[YOUR INSTRUCTIONS] All pictures must be dropped, while the entries are given again word for word.

[SUPPLIED ENTRIES]

—————

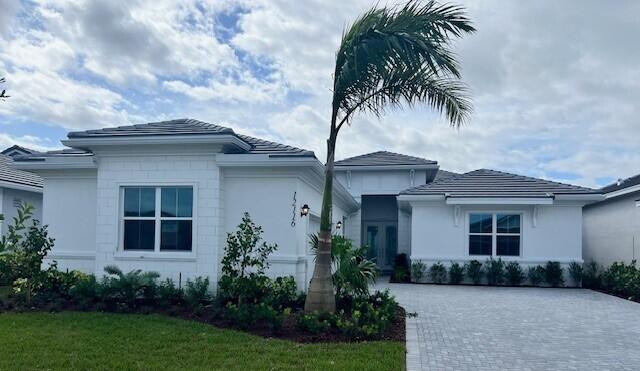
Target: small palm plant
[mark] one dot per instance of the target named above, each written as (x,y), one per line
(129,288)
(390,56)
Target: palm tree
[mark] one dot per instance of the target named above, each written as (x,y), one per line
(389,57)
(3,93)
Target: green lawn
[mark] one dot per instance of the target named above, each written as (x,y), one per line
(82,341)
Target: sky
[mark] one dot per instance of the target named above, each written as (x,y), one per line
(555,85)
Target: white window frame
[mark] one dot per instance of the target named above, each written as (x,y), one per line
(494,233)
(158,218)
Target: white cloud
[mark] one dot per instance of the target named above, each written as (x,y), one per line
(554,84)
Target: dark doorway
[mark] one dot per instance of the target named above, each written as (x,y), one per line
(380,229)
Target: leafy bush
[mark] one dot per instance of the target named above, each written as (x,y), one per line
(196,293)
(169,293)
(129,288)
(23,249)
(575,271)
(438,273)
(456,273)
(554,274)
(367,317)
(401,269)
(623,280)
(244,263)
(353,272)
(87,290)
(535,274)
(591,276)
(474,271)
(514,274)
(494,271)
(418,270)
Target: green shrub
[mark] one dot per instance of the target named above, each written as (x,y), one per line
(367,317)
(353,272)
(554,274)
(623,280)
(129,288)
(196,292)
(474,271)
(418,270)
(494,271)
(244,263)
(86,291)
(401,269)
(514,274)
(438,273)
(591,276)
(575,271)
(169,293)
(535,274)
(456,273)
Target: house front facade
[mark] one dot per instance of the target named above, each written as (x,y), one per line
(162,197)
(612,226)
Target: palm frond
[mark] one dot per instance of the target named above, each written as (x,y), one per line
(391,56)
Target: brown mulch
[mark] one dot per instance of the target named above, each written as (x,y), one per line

—————

[ANSWER FOR THE TASK]
Target: small palm plant
[mark] one dot per instance of the target named above, each written as (x,y), one per line
(129,288)
(390,56)
Target: palm tree
[mark] one dot per instance of the target named above, each written as (x,y), one per line
(389,57)
(3,93)
Target: green lawn
[mark] one dot per instance of the target named above, each written as (x,y), one per line
(82,341)
Target: sky
[mark] one dot per instance of the target named above, each written as (x,y), one per line
(555,85)
Target: white window frame
[mark] one dot per instance of the target named above, each written as (x,y), one per line
(494,233)
(158,218)
Target: white cloud
[mark] one dot per instance of the target named above, each written as (x,y), one per line
(554,84)
Target: dark doorway
[mark] one dot per instance of the target named above, each written as (x,y), one per line
(380,229)
Target: leafy bush
[mark] one dot per instance of the target named above, each written as (x,y), one per line
(196,293)
(169,293)
(129,288)
(23,249)
(575,271)
(438,273)
(456,273)
(554,274)
(367,317)
(401,269)
(623,280)
(244,263)
(353,272)
(87,290)
(535,274)
(591,276)
(474,271)
(514,274)
(494,271)
(418,270)
Target: green shrub
[mark] one dot per instance of the target named above, each written as (x,y), one per line
(367,317)
(353,272)
(554,274)
(623,280)
(129,288)
(196,292)
(474,271)
(418,270)
(494,271)
(244,263)
(86,291)
(401,269)
(514,274)
(438,273)
(591,276)
(575,271)
(169,293)
(535,274)
(456,273)
Target: house front facade
[mark] one dot per instance of the target named above, each written as (x,y), one per line
(162,197)
(612,226)
Target: palm frond
[mark] one dot per instance of the target named above, each written as (x,y), one per line
(391,56)
Target: brown mulch
[mark] one dot per instance of the target named above, each written as (x,y), one per line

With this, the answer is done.